To do
When copying the records below, omit any image and print everything else exactly.

Given data
········
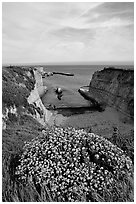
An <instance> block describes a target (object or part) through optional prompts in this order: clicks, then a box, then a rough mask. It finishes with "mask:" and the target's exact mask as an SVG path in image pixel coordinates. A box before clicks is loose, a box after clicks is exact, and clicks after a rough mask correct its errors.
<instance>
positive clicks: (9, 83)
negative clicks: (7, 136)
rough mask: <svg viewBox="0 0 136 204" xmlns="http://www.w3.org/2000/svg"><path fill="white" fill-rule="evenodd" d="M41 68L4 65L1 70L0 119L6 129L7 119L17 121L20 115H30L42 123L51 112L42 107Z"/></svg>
········
Response to the task
An <instance> block describes a target (object or part) through optional prompts in this order: clicks, then a box, then a rough mask. It finishes with "mask:" and the target's exact mask as an SVG path in image pixel coordinates. A box before clicks is loose, a box after clicks is exact, and clicks after a rough mask correct its errors.
<instance>
positive clicks: (9, 83)
negative clicks: (7, 136)
rough mask: <svg viewBox="0 0 136 204" xmlns="http://www.w3.org/2000/svg"><path fill="white" fill-rule="evenodd" d="M41 68L4 65L1 70L0 119L6 129L7 119L17 121L20 115H30L42 123L51 112L42 107Z"/></svg>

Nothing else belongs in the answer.